(Aim of the exercise): Every line from the one with "Where can you see the bush?" to the end of the entries, both included, is to be copied exactly; the other lines stay out.

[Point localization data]
----

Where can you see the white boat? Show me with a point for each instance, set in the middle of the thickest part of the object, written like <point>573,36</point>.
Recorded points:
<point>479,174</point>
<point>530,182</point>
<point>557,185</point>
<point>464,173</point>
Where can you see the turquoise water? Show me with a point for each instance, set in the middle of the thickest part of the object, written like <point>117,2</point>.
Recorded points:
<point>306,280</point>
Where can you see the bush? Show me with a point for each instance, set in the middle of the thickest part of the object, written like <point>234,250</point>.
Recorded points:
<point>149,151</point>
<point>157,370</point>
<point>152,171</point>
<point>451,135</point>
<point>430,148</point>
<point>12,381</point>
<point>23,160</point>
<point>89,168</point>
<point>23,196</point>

----

(Answer section):
Where can you see the bush? Show me with a point for each instance, set in the middle of the thickest part of the object, written like <point>234,250</point>.
Recorded points:
<point>149,151</point>
<point>157,370</point>
<point>152,171</point>
<point>451,135</point>
<point>430,148</point>
<point>12,381</point>
<point>23,160</point>
<point>89,168</point>
<point>23,196</point>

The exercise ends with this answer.